--- Start of Extracted entries ---
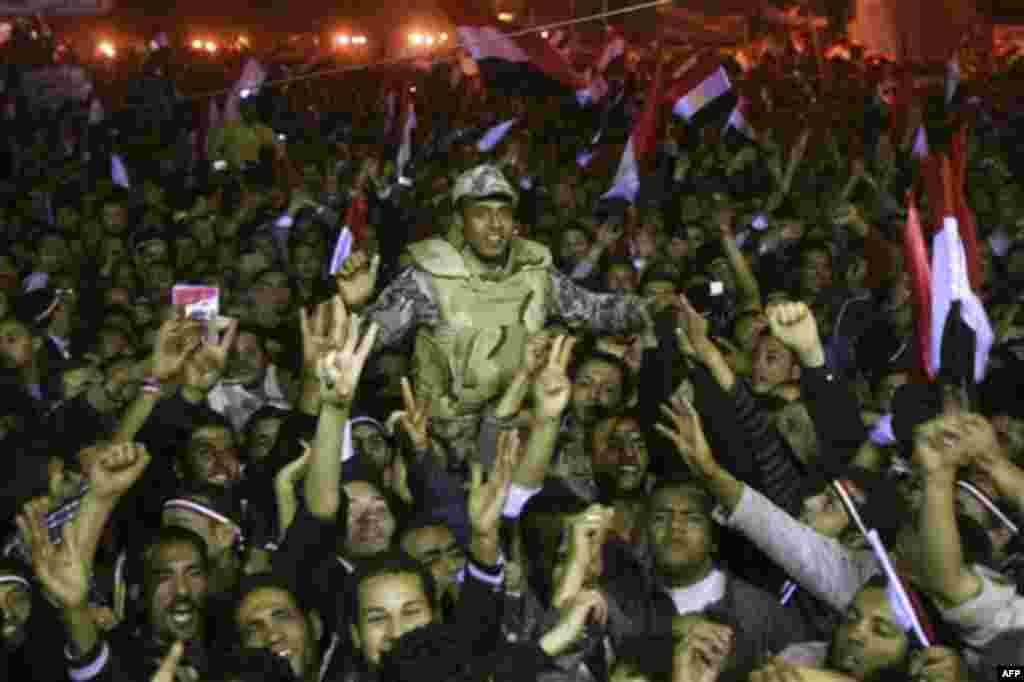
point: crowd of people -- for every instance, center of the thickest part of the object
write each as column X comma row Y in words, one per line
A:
column 522, row 431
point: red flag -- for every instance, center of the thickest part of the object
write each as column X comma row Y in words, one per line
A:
column 966, row 217
column 919, row 266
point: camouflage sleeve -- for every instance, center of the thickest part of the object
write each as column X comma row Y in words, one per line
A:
column 403, row 305
column 601, row 313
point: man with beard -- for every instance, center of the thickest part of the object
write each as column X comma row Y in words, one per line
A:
column 251, row 380
column 174, row 581
column 682, row 541
column 622, row 463
column 600, row 387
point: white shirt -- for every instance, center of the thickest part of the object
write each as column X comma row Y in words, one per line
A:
column 696, row 598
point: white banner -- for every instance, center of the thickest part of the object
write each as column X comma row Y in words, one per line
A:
column 54, row 7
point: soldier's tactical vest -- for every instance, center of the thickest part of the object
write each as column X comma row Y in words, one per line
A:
column 470, row 356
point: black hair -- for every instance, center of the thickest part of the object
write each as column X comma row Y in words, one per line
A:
column 581, row 359
column 540, row 538
column 389, row 563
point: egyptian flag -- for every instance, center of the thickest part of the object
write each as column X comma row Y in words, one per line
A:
column 641, row 148
column 525, row 65
column 407, row 130
column 704, row 93
column 962, row 335
column 612, row 52
column 738, row 125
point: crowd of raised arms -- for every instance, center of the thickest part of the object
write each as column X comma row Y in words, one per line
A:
column 521, row 432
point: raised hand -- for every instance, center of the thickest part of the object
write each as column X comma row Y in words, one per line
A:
column 486, row 500
column 939, row 446
column 700, row 655
column 340, row 368
column 357, row 278
column 686, row 433
column 61, row 568
column 535, row 353
column 117, row 469
column 589, row 606
column 552, row 387
column 588, row 531
column 169, row 666
column 316, row 331
column 176, row 341
column 415, row 419
column 693, row 333
column 795, row 327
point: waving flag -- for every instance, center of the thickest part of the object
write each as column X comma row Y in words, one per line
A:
column 961, row 330
column 915, row 258
column 738, row 121
column 642, row 144
column 524, row 65
column 495, row 135
column 702, row 93
column 252, row 79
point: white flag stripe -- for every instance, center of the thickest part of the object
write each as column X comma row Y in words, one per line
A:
column 486, row 42
column 950, row 284
column 627, row 182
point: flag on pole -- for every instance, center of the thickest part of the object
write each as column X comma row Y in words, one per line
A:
column 642, row 144
column 409, row 125
column 119, row 174
column 524, row 65
column 495, row 135
column 738, row 120
column 253, row 77
column 702, row 93
column 919, row 266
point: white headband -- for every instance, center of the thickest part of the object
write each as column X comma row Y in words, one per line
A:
column 17, row 580
column 179, row 503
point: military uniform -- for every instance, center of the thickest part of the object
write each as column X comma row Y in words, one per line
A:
column 472, row 321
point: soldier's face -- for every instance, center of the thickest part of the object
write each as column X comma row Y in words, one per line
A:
column 488, row 226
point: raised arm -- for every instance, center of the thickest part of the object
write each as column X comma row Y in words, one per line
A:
column 552, row 390
column 64, row 570
column 339, row 369
column 176, row 341
column 940, row 450
column 747, row 283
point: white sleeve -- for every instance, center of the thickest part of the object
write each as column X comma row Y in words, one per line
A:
column 821, row 565
column 518, row 497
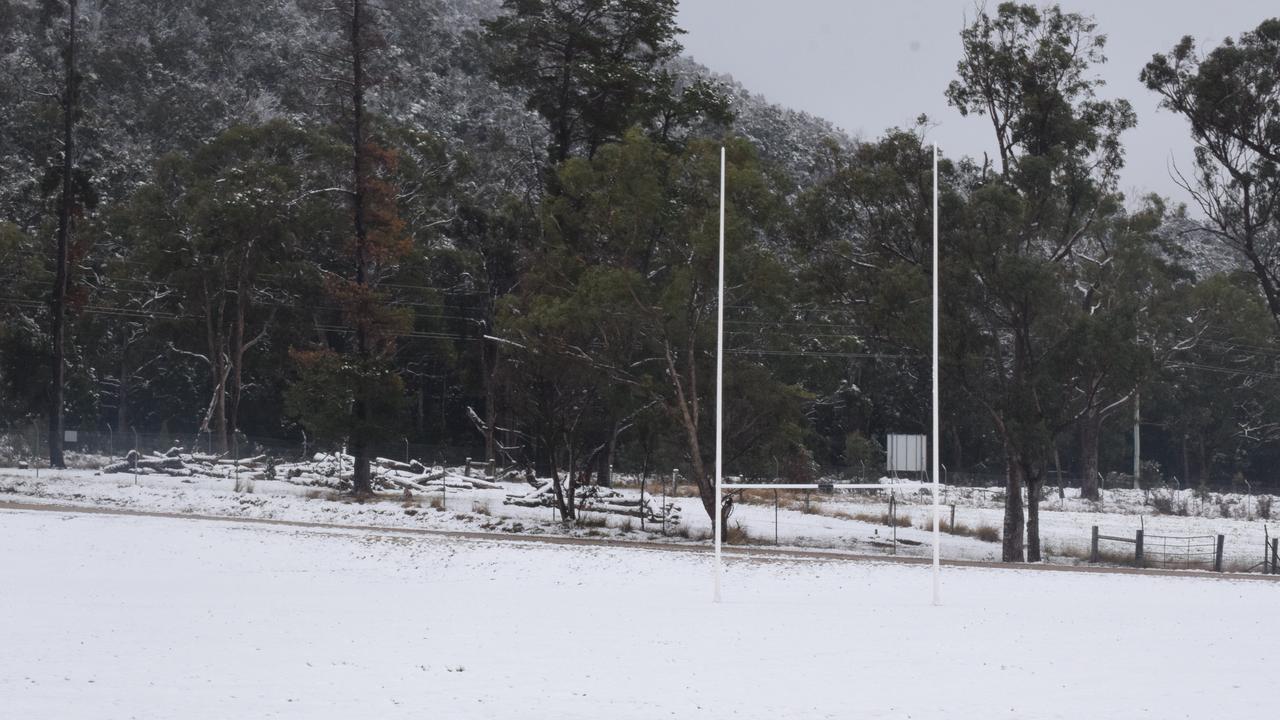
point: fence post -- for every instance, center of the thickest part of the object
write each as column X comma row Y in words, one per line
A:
column 775, row 516
column 663, row 507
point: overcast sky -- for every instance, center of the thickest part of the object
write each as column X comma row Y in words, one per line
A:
column 871, row 64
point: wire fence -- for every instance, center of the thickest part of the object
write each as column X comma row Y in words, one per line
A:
column 1184, row 552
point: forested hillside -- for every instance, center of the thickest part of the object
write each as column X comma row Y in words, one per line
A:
column 490, row 228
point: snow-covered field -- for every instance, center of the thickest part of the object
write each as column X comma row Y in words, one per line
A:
column 842, row 522
column 114, row 616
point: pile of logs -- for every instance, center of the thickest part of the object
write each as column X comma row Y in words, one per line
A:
column 594, row 499
column 324, row 469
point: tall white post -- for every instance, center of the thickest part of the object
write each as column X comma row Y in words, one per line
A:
column 933, row 434
column 720, row 387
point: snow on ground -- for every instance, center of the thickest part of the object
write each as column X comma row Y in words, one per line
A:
column 464, row 510
column 840, row 522
column 146, row 618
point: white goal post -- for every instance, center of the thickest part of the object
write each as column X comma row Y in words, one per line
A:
column 717, row 522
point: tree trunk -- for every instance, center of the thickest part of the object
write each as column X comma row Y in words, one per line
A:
column 1034, row 479
column 1089, row 429
column 58, row 304
column 488, row 370
column 219, row 420
column 122, row 395
column 1011, row 550
column 361, row 483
--- End of Extracted entries ---
What needs to be done: Copy the records word for word from their start through the line containing "column 470, row 356". Leave out the pictures.

Response:
point: crowd of people -- for every instance, center of the thickest part of the object
write each as column X comma row Y in words, one per line
A:
column 522, row 431
point: red flag -- for every instance, center of the thickest part of the object
write each as column X comma row Y in words, one per line
A:
column 966, row 217
column 919, row 266
point: camouflage sleeve -- for every instance, center of the thickest part of the object
write each as column X comma row Y in words, one per line
A:
column 403, row 305
column 601, row 313
point: man with beard -- for every instance, center of the thickest part of the object
write each as column X comma row Y in words, one per line
A:
column 251, row 380
column 174, row 581
column 682, row 541
column 622, row 463
column 600, row 387
point: white shirt -- for every instance, center of the thickest part of the object
write each as column X comma row Y in words, one per line
A:
column 696, row 598
point: white banner -- for every instance, center of the thickest part of the object
write each as column X comma row Y in words, one per line
A:
column 54, row 7
point: soldier's tactical vest -- for every instance, center of the thickest part of the object
write each as column X comma row Y in words, one per line
A:
column 470, row 356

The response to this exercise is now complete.